Friday, January 11, 2008

It took two years

I finally sent this letter. I hope I didn't bite off more than I can chew. I owe it to Bubba, and to any other child who might go through what Bubba did.

Side notes:

*The letter is intentionally obscure. I am trying to approach this slowly and systematically. It is too important. I do not think demanding that seclusion rooms are eliminated is the correct approach, even though that's how I feel.

*A seclusion room is a padded room the size of a small hall closet, has a solid door, and a small window. There is also a light and a drain. According to Bubba, it was also "stinky, cold, and scary."

*I haven't yet researched my state's stand on the use of these rooms.

*Brackets indicate words changed for privacy.

*The seclusion room was in Bubba's IEP crisis plan for less than a month, as part of his FIRST behavior intervention plan created after his FIRST functional behavior assessment. We were led to believe it was the only viable option for when he was explosive. This was not the case. We also thought it would only be used in a crisis situation. This was not the case. I do not know if I will ever forgive myself for putting Bubba in this situation. Hubby and I didn't feel right about the seclusion room the minute it was brought up. But in desperation, we agreed to it anyhow. Just because we were afraid he would get kicked out of school. Ridiculous.


Birthdate [XXXXXX]
Seclusion room (time out room) use at [XXXXXXX], Feb. 2006

Dear Ms. [XXXXXXXX],

It has been nearly two years since [our] family experienced the seclusion room at [school] Elementary. I believe the seclusion room was incorrectly used (in its intent of use, the procedure, and the documentation) in our child's case. I'm not sure how much you remember about the situation, but I do recall you stating the documentation was not the documentation of which you were familiar.

It has taken me this long (and many half-started e-mails!) to address this issue because I wanted to address it rationally rather than emotionally. I would really like to discuss our specific experience with the seclusion room at [the school] as well as my concern of this type of procedure being regulated per site rather than by the district (at least this is how it appears to be "regulated"). As I am sure you are aware, there is significant potential for misuse of the seclusion room along with the potential for serious consequences.

I would like to meet with you, [XXXXXXXXX], [Sped Director], and [Superintendent] to discuss the use of seclusion rooms in the district (if there are other coordinators that have experience with seclusion rooms, I value their input as well). I do not wish to meet with the [school] staff at this time. My concern is not specifically what [the school] does (or did), but the district's view and training and enforcement of said view on the use, procedure, and documentation of said use of the seclusion room specific to special education students.

:: Source material ::
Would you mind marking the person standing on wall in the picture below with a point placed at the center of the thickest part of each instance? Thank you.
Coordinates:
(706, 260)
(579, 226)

:: Problems to solve ::
1 > In the seclusion room post, how long was the seclusion room part of Bubba's IEP crisis plan?
2 > Recast the paragraph of the seclusion room post that begins "*The seclusion room was in Bubba's IEP crisis plan" as a bulleted list that keeps its main facts.
3 > Extend the seclusion room post, starting after its last sentence.

:: Results by task ::
1 > Less than a month.

2 >
- The seclusion room was in Bubba's IEP crisis plan for less than a month.
- It was part of his first behavior intervention plan, which followed his first functional behavior assessment.
- The family was led to believe it was the only workable option for when he was explosive. That was not true.
- They also thought it would be used only in a crisis. That was not true either.
- The writer and Hubby felt uneasy about the room as soon as it was suggested.
- They agreed to it out of desperation, because they feared Bubba would be kicked out of school.
- The writer is unsure of ever forgiving themselves for putting Bubba in that situation.

3 >
If there is an official district policy on the use of the seclusion room that I have not been made aware of, please let me know. I would like to review any such information prior to meeting with you.

As a reminder, [Bubba] has an educational diagnosis of OHI and a medical diagnosis of agenesis of the corpus callosum and PDD-NOS. He had just turned 6 years old at the time the seclusion room was used. I encourage you to review his file regarding his developmental and progress history (he has been receiving special education services in [the district] since the age of 3).




Anonymous said...

Uh, a seclusion room? This is news to me. You can help educate me on that, offline.

I truly, truly, truly do not know how you do it. I am so proud of you. Bubba may not know or appreciate what you do for him now, but one day (I'm sure many, many years from now)he will be so thankful for your research, patience, determination, thoughts, love and decisions you have made.

You are doing such a wonderful job. I'm sorry I can't be the person that understands or can offer advice. I'm so thankful you have a circle of friends who understand. And know they are thankful to have you.

*sigh* ok, sorry for the rambling. I know it's a little much for a blog. I just want the whole world to know how proud I am of you and how lucky we are to have you. -sister

Ange said...

Thank you. You made me tear up. I believe this was somewhere during your life transition of new job, upcoming wedding, house hunting etc, so maybe I just didn't get into it. I may have referred to it as "the closet" or "time out room." That year was all such a whirlwind (remember that's the year I decided to quit working outside of the home because it was all so much). In fact, I don't know if our family knows much about it at all. I probably didn't say much because of the "opinions" on Bubba's behavior and disability in general. I think I just told M&M this past weekend. Now that you guys (the sisters) are getting older, I feel more comfortable being the one needing support, not just the oldest sister trying to offer/give it.

Casdok said...

I am finding it hard to believe such rooms are in existance.
Our kids explode or melt down for a reason and usualy a good one and usualy because of something someone else did. So to then put them in a padded cell.
Im sorry you know all this! Im just gob smacked! But i also know what it feels like to be desperate.
Good on you for writing and sending the letter. I sincerely hope positive things come out of it.
Sorry Bubba and you had to go through this first though.

Robin said...

Ange, I can appreciate you wanting to appear rational, but it is stories like these that make me wish for a little irrational head smacking (someone at the school district's head not yours).

When I think of what they got you to believe, what they got ME to believe... Well if you decide to go irrational give me a holler.